Given problem: Locate every line in the rows below that contains the string "sneaker", and copy each of those lines out in full.

Available data:

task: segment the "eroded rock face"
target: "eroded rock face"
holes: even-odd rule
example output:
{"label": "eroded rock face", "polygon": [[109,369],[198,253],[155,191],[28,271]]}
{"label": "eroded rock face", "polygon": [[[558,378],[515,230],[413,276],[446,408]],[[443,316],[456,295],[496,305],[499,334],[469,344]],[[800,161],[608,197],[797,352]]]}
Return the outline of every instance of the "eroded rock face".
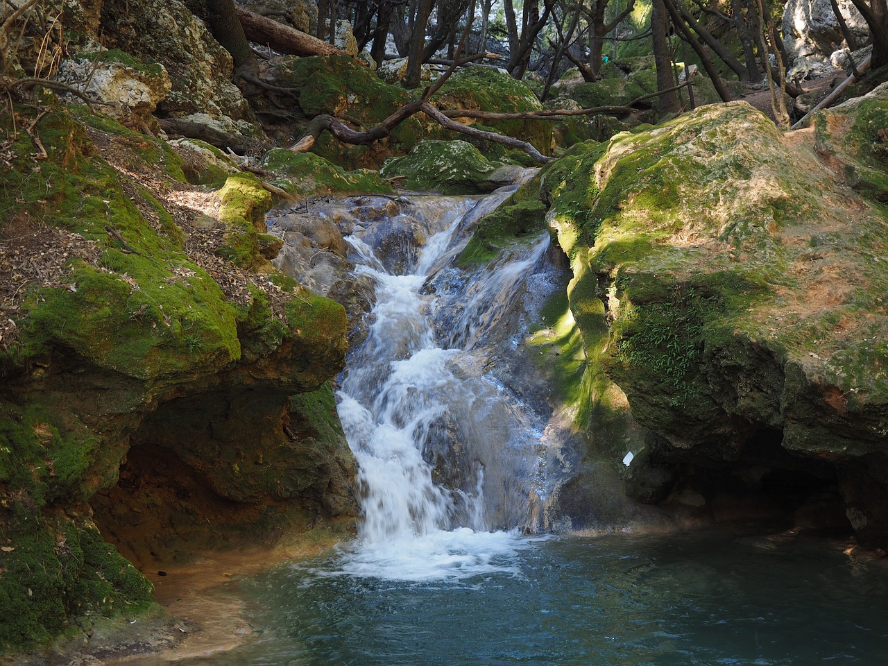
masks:
{"label": "eroded rock face", "polygon": [[476,194],[515,180],[521,168],[488,160],[465,141],[422,141],[403,157],[390,158],[379,174],[416,192]]}
{"label": "eroded rock face", "polygon": [[[125,60],[116,61],[115,55]],[[63,61],[57,77],[105,105],[106,113],[131,126],[145,125],[172,88],[162,65],[146,66],[119,52],[105,52],[97,61],[82,55]],[[88,82],[86,83],[83,82]]]}
{"label": "eroded rock face", "polygon": [[627,440],[638,498],[844,505],[888,544],[885,117],[883,85],[819,115],[815,152],[708,107],[542,173],[589,358],[656,434]]}
{"label": "eroded rock face", "polygon": [[250,106],[231,83],[231,56],[178,0],[110,0],[102,5],[102,25],[111,45],[166,67],[172,89],[162,112],[206,114],[227,131],[255,132]]}
{"label": "eroded rock face", "polygon": [[262,257],[264,240],[278,242],[264,234],[267,192],[227,177],[215,218],[203,216],[218,237],[189,244],[204,225],[170,206],[174,218],[120,170],[187,190],[180,158],[75,113],[36,115],[45,179],[31,178],[22,134],[0,192],[3,255],[39,262],[19,279],[42,275],[23,301],[3,302],[0,568],[14,574],[0,575],[4,652],[156,611],[121,551],[156,565],[176,551],[270,547],[356,513],[326,384],[345,363],[345,312]]}
{"label": "eroded rock face", "polygon": [[[869,28],[851,0],[838,0],[842,18],[860,48],[869,42]],[[783,11],[783,44],[792,58],[826,62],[847,48],[829,0],[789,0]]]}

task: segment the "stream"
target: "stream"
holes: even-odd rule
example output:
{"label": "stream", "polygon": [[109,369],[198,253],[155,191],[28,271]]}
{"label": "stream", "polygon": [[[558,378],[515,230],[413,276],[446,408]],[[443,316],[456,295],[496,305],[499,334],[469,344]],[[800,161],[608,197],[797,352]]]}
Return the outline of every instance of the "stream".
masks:
{"label": "stream", "polygon": [[416,196],[388,220],[393,242],[345,225],[372,304],[337,395],[360,465],[358,539],[220,586],[251,635],[177,662],[881,662],[888,569],[847,544],[761,527],[542,534],[558,433],[508,356],[564,276],[547,234],[483,273],[452,263],[507,195]]}

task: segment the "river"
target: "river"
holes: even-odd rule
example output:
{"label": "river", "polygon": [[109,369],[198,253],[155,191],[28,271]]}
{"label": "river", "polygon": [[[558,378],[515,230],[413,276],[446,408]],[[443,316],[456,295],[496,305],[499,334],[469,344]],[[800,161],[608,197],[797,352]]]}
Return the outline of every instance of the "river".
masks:
{"label": "river", "polygon": [[545,234],[482,273],[451,265],[506,195],[411,208],[392,226],[413,230],[396,256],[373,225],[346,238],[373,291],[337,392],[361,470],[358,538],[220,586],[251,633],[178,662],[883,662],[888,569],[849,543],[762,526],[542,533],[551,426],[497,373],[563,275]]}

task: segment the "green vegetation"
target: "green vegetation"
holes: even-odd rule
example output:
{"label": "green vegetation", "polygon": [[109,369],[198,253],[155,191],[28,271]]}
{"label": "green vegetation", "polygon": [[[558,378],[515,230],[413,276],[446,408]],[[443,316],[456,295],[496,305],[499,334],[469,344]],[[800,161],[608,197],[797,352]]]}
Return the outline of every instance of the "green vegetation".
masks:
{"label": "green vegetation", "polygon": [[294,153],[274,148],[266,154],[262,166],[279,177],[274,184],[299,198],[325,194],[387,194],[392,186],[368,169],[346,171],[313,153]]}
{"label": "green vegetation", "polygon": [[400,179],[408,190],[475,194],[496,189],[490,177],[502,167],[465,141],[426,140],[403,157],[386,160],[379,175]]}

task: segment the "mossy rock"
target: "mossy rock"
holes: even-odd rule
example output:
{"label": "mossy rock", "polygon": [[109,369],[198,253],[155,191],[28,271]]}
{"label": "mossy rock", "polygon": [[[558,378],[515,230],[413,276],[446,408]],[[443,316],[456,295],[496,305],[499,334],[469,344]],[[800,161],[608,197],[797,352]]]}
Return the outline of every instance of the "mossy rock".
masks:
{"label": "mossy rock", "polygon": [[840,161],[851,186],[876,201],[888,202],[888,83],[866,97],[818,111],[812,123],[815,147]]}
{"label": "mossy rock", "polygon": [[274,148],[266,154],[262,165],[279,178],[275,185],[298,198],[392,192],[392,186],[377,171],[366,169],[346,171],[313,153]]}
{"label": "mossy rock", "polygon": [[613,78],[579,83],[570,91],[570,97],[575,99],[582,108],[625,107],[646,92],[646,91],[634,81]]}
{"label": "mossy rock", "polygon": [[[496,113],[519,113],[539,111],[543,108],[536,95],[522,81],[512,78],[505,72],[494,67],[470,67],[457,71],[432,98],[442,111],[448,109],[472,109]],[[471,118],[456,119],[467,124],[479,121]],[[505,134],[532,144],[543,155],[551,150],[551,127],[546,121],[537,120],[482,120],[485,125],[501,134]],[[443,131],[432,128],[432,138],[449,138],[440,135]]]}
{"label": "mossy rock", "polygon": [[465,141],[423,141],[403,157],[386,161],[379,174],[399,178],[402,186],[421,192],[473,194],[491,192],[509,181],[515,168],[490,162]]}
{"label": "mossy rock", "polygon": [[[0,165],[4,239],[27,231],[58,243],[45,259],[50,283],[21,284],[24,300],[8,315],[15,336],[0,348],[4,652],[72,632],[83,639],[96,618],[157,609],[150,583],[89,516],[159,403],[197,392],[228,404],[255,392],[282,409],[289,395],[318,390],[339,372],[346,349],[341,305],[283,279],[268,287],[282,292],[277,312],[258,286],[230,300],[210,274],[223,264],[199,252],[192,258],[172,214],[122,175],[132,168],[184,182],[182,162],[164,141],[84,107],[49,104],[15,108],[17,122],[33,123],[46,158],[35,160],[31,139],[19,132]],[[103,153],[109,144],[119,171]],[[266,261],[268,193],[252,176],[235,175],[219,199],[219,216],[239,237],[230,247],[244,265]]]}
{"label": "mossy rock", "polygon": [[0,535],[0,650],[36,650],[102,617],[159,609],[151,583],[91,522],[60,513],[40,522],[20,512]]}
{"label": "mossy rock", "polygon": [[[885,94],[817,121],[841,172],[847,160],[884,175]],[[853,199],[811,147],[732,102],[578,144],[541,171],[539,197],[591,295],[571,302],[588,361],[673,461],[724,469],[760,432],[817,473],[881,455],[888,264],[873,256],[888,250],[888,211],[877,186]],[[842,482],[867,507],[869,523],[852,524],[871,544],[888,543],[886,486],[876,472]],[[882,490],[852,492],[864,487]]]}
{"label": "mossy rock", "polygon": [[546,228],[546,205],[535,196],[538,184],[519,188],[496,210],[479,220],[457,263],[477,267],[490,263],[503,249],[527,238],[536,238]]}
{"label": "mossy rock", "polygon": [[[410,100],[400,85],[383,82],[372,69],[347,56],[278,59],[274,78],[281,85],[299,90],[299,106],[307,117],[347,117],[358,129],[378,124]],[[377,169],[385,158],[410,150],[424,133],[421,121],[413,116],[370,146],[345,146],[324,133],[312,152],[344,169]]]}

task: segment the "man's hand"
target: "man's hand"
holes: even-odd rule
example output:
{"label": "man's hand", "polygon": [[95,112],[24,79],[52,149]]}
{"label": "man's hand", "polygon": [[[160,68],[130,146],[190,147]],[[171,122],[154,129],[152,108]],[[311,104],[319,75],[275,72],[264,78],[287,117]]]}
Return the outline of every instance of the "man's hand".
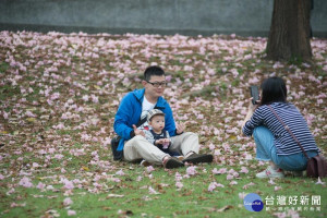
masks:
{"label": "man's hand", "polygon": [[138,130],[136,125],[133,125],[135,135],[142,135],[145,137],[145,133],[142,130]]}
{"label": "man's hand", "polygon": [[185,123],[177,123],[175,132],[177,134],[182,134],[185,130]]}

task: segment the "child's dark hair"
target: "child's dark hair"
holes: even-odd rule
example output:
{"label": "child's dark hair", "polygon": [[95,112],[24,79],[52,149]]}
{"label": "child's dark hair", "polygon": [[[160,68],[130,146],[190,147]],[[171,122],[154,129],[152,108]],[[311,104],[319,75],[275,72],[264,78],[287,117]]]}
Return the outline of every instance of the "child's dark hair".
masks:
{"label": "child's dark hair", "polygon": [[261,105],[287,102],[288,89],[281,77],[269,77],[262,83]]}
{"label": "child's dark hair", "polygon": [[149,81],[153,75],[158,75],[158,76],[165,75],[165,71],[160,66],[157,66],[157,65],[148,66],[144,71],[144,80]]}

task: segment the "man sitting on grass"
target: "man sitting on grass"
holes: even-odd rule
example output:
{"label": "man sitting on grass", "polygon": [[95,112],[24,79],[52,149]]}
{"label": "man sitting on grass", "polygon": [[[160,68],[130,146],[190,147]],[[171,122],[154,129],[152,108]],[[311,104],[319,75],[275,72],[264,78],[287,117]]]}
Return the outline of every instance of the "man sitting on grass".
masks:
{"label": "man sitting on grass", "polygon": [[[213,155],[199,155],[198,136],[184,132],[185,125],[174,122],[172,110],[162,97],[167,85],[165,71],[159,66],[149,66],[144,72],[142,81],[144,88],[126,94],[120,102],[114,117],[114,132],[121,136],[117,150],[123,150],[128,161],[146,160],[164,165],[167,169],[184,166],[184,162],[211,162]],[[146,120],[148,111],[159,109],[165,113],[165,130],[169,132],[172,144],[169,149],[184,156],[181,161],[164,153],[145,138],[143,130],[148,130]],[[142,122],[142,124],[140,124]],[[136,128],[136,125],[138,128]]]}

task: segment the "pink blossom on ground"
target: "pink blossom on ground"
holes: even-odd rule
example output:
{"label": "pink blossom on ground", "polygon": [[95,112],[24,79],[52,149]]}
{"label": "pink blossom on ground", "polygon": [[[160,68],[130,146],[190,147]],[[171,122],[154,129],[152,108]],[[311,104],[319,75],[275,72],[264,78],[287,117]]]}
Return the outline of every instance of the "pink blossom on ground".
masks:
{"label": "pink blossom on ground", "polygon": [[63,199],[63,205],[64,206],[70,206],[71,204],[73,204],[73,201],[70,197],[66,197]]}
{"label": "pink blossom on ground", "polygon": [[46,189],[46,184],[44,184],[44,183],[41,183],[41,182],[39,182],[37,185],[36,185],[36,187],[37,189],[39,189],[39,190],[44,190],[44,189]]}
{"label": "pink blossom on ground", "polygon": [[239,193],[240,199],[244,199],[245,196],[246,196],[246,193],[244,193],[244,192]]}
{"label": "pink blossom on ground", "polygon": [[186,174],[187,175],[194,175],[196,174],[196,166],[191,166],[186,168]]}
{"label": "pink blossom on ground", "polygon": [[238,182],[233,180],[233,181],[231,181],[229,184],[230,184],[230,185],[235,185],[235,184],[238,184]]}
{"label": "pink blossom on ground", "polygon": [[159,194],[156,190],[154,190],[152,186],[148,187],[149,194]]}
{"label": "pink blossom on ground", "polygon": [[75,216],[75,215],[76,215],[76,211],[75,211],[75,210],[72,210],[72,209],[69,209],[69,210],[66,211],[66,215],[68,215],[68,216]]}
{"label": "pink blossom on ground", "polygon": [[225,185],[217,182],[211,182],[208,186],[208,191],[214,192],[216,187],[225,187]]}
{"label": "pink blossom on ground", "polygon": [[175,186],[177,186],[177,189],[180,190],[180,189],[182,189],[184,185],[183,185],[183,183],[181,183],[181,182],[177,182],[177,183],[175,183]]}
{"label": "pink blossom on ground", "polygon": [[325,184],[325,182],[322,182],[322,179],[318,177],[318,181],[316,182],[316,184]]}
{"label": "pink blossom on ground", "polygon": [[33,187],[33,184],[32,184],[29,178],[26,178],[26,177],[24,177],[23,179],[21,179],[20,185],[22,185],[24,187]]}
{"label": "pink blossom on ground", "polygon": [[226,168],[220,168],[219,170],[217,170],[216,168],[213,170],[214,174],[223,174],[227,173],[227,169]]}
{"label": "pink blossom on ground", "polygon": [[66,189],[66,190],[73,190],[74,189],[74,183],[72,181],[65,180],[63,187]]}
{"label": "pink blossom on ground", "polygon": [[249,173],[249,170],[246,167],[242,167],[240,172]]}
{"label": "pink blossom on ground", "polygon": [[124,175],[125,173],[122,170],[116,172],[117,175]]}
{"label": "pink blossom on ground", "polygon": [[227,179],[227,180],[232,180],[232,179],[234,179],[234,175],[228,174],[228,175],[226,177],[226,179]]}
{"label": "pink blossom on ground", "polygon": [[155,168],[154,168],[153,166],[148,166],[148,167],[146,168],[146,171],[147,171],[148,173],[150,173],[152,171],[155,171]]}
{"label": "pink blossom on ground", "polygon": [[278,191],[278,190],[281,190],[281,189],[282,189],[281,186],[275,186],[274,187],[275,192]]}

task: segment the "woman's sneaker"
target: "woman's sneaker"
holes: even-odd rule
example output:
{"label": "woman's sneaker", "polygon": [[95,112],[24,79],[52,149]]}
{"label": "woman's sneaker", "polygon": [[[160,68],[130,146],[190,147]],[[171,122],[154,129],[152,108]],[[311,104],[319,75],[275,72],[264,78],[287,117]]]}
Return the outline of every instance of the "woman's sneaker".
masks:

Answer in full:
task: segment the "woman's sneaker"
target: "woman's sneaker"
{"label": "woman's sneaker", "polygon": [[95,112],[24,79],[52,149]]}
{"label": "woman's sneaker", "polygon": [[[160,68],[130,146],[190,147]],[[171,122],[154,129],[152,108]],[[311,104],[319,75],[275,72],[264,78],[287,117]]]}
Return the outline of every instance of the "woman's sneaker".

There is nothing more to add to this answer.